**GIVEN EXERCISE:** Reproduce every one of the items below word for word, with no changes at all.
** START OF DATA PROVIDED **
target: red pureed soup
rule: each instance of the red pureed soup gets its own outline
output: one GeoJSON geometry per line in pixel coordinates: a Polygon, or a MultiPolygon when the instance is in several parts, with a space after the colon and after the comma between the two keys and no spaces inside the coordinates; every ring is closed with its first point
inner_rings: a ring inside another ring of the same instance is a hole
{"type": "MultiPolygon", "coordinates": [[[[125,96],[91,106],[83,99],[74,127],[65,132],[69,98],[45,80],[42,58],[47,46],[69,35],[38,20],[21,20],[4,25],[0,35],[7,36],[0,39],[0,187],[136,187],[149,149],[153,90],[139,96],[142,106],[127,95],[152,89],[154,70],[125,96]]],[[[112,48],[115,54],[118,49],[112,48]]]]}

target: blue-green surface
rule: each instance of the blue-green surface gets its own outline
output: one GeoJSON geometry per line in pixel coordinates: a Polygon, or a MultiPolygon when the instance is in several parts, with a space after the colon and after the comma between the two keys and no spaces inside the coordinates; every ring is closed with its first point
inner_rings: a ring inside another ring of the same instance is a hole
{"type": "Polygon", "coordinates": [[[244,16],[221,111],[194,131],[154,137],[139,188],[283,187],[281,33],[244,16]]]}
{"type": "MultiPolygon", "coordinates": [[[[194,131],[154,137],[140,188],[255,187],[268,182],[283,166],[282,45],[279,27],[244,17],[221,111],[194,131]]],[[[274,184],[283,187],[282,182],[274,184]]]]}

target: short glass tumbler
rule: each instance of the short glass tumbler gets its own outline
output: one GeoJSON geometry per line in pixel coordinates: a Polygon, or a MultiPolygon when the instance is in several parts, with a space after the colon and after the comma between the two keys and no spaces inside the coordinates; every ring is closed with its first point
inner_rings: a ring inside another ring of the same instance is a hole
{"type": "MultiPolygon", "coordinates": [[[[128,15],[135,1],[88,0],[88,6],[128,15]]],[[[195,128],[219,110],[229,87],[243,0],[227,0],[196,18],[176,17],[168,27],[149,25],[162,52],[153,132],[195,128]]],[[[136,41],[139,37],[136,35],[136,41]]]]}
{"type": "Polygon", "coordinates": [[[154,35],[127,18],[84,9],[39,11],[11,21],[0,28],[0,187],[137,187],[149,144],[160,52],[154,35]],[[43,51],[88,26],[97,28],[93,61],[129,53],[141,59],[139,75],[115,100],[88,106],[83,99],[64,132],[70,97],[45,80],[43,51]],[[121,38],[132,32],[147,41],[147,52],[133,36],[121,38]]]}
** END OF DATA PROVIDED **
**TASK RESULT:**
target: red pureed soup
rule: each instance of the red pureed soup gets its own outline
output: one GeoJSON geometry per line in pixel coordinates: a Polygon, or a MultiPolygon when the instance is in several parts, with a space after the colon and after the comma between the two keys and no spaces inside the coordinates; every ring is closed with its first point
inner_rings: a ring inside another ring of the same instance is a hole
{"type": "MultiPolygon", "coordinates": [[[[125,96],[91,106],[83,99],[74,127],[65,132],[69,98],[45,80],[42,58],[47,46],[69,35],[38,20],[21,20],[4,25],[0,35],[7,36],[0,39],[0,187],[136,187],[149,149],[153,90],[139,96],[142,106],[127,95],[152,89],[154,70],[125,96]]],[[[112,48],[115,54],[118,49],[112,48]]]]}

target: blue-green surface
rule: each instance of the blue-green surface gets its own outline
output: one GeoJSON geometry per line in pixel coordinates: a Polygon, or a MultiPolygon when the instance is in several parts, with a space after the colon and after the comma between the two keys and no spaces inside the coordinates; every ring is closed with its first point
inner_rings: a ring inside another ring of the same instance is a hole
{"type": "Polygon", "coordinates": [[[244,16],[221,111],[194,131],[154,137],[139,188],[283,187],[281,33],[244,16]]]}
{"type": "MultiPolygon", "coordinates": [[[[194,131],[154,137],[140,188],[255,187],[268,182],[283,166],[282,45],[279,27],[244,17],[221,111],[194,131]]],[[[274,184],[283,187],[282,182],[274,184]]]]}

target: short glass tumbler
rule: each instance of the short glass tumbler gets its own outline
output: one GeoJSON geometry per line in pixel coordinates: a Polygon, or a MultiPolygon when the instance is in several parts, with a space after the colon and after the comma between the two keys and no spaces inside the coordinates; every ring is closed with its first point
inner_rings: a ring inside another ring of the same instance is a hole
{"type": "MultiPolygon", "coordinates": [[[[128,15],[135,1],[88,0],[88,6],[128,15]]],[[[195,128],[219,110],[229,87],[243,0],[227,0],[196,18],[176,17],[168,27],[149,25],[162,52],[153,132],[195,128]]],[[[136,41],[139,37],[136,35],[136,41]]]]}
{"type": "Polygon", "coordinates": [[[154,35],[127,18],[84,9],[39,11],[11,21],[0,28],[0,187],[137,187],[149,144],[160,52],[154,35]],[[43,51],[88,26],[97,28],[93,61],[129,53],[141,59],[139,75],[115,100],[88,106],[83,99],[64,132],[70,97],[45,80],[43,51]],[[121,38],[132,32],[147,41],[147,52],[133,36],[121,38]]]}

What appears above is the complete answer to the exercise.